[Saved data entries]
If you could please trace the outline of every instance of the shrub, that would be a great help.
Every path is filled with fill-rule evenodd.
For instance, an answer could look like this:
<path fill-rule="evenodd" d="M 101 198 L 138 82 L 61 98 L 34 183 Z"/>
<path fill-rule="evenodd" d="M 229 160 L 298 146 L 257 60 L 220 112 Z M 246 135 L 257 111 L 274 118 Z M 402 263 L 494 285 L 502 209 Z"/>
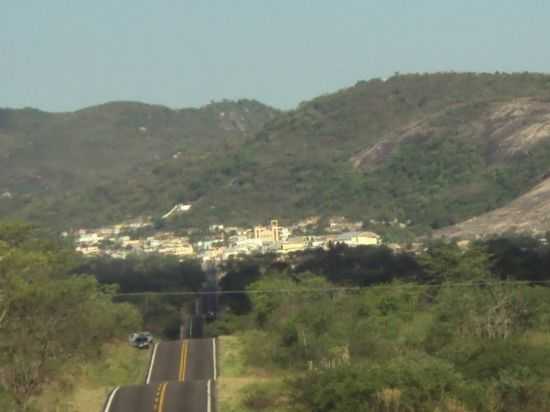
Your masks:
<path fill-rule="evenodd" d="M 251 411 L 271 411 L 285 403 L 282 388 L 270 383 L 253 383 L 244 389 L 243 404 Z"/>
<path fill-rule="evenodd" d="M 413 353 L 370 366 L 312 371 L 292 381 L 290 391 L 298 405 L 317 412 L 384 410 L 390 406 L 429 410 L 460 393 L 463 386 L 462 376 L 450 363 Z"/>

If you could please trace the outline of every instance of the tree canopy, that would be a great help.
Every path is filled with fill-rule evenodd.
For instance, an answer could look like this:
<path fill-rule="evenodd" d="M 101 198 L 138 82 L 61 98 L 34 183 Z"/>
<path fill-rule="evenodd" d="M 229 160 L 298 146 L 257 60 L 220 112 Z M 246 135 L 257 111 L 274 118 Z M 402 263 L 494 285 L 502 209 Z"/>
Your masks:
<path fill-rule="evenodd" d="M 0 403 L 27 410 L 69 360 L 97 356 L 142 321 L 131 305 L 113 303 L 114 288 L 72 275 L 72 252 L 31 226 L 0 223 L 0 239 Z"/>

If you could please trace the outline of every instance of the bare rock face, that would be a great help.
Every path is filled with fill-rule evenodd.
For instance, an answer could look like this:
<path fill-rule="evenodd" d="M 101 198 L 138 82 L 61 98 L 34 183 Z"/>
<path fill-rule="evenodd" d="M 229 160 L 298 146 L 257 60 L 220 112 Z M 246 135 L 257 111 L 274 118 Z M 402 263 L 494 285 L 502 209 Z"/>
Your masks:
<path fill-rule="evenodd" d="M 540 235 L 550 231 L 550 178 L 505 207 L 438 230 L 436 237 L 476 239 L 506 232 Z"/>
<path fill-rule="evenodd" d="M 526 152 L 550 138 L 550 102 L 517 99 L 495 106 L 489 117 L 490 139 L 507 155 Z"/>
<path fill-rule="evenodd" d="M 492 142 L 493 161 L 529 154 L 550 139 L 550 102 L 515 99 L 494 104 L 486 116 L 486 138 Z M 550 166 L 550 165 L 549 165 Z M 544 234 L 550 230 L 550 177 L 508 205 L 435 232 L 436 236 L 480 238 L 505 232 Z"/>
<path fill-rule="evenodd" d="M 451 105 L 434 115 L 417 119 L 384 136 L 380 141 L 350 158 L 355 169 L 365 172 L 378 166 L 404 142 L 460 136 L 464 141 L 490 144 L 491 161 L 504 161 L 550 139 L 550 102 L 536 98 L 518 98 L 483 106 L 461 124 L 453 120 L 457 110 L 467 104 Z"/>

> **Assigned task**
Scan the entries above. Copy each line that has the string "please".

> **Result of this exercise**
If you could please trace the outline of every instance of the shrub, that would be a great help.
If you could please trace the outline of every instance of the tree canopy, that would be a great help.
If you could please trace the outline of every instance of the bare rock face, that would be a great help.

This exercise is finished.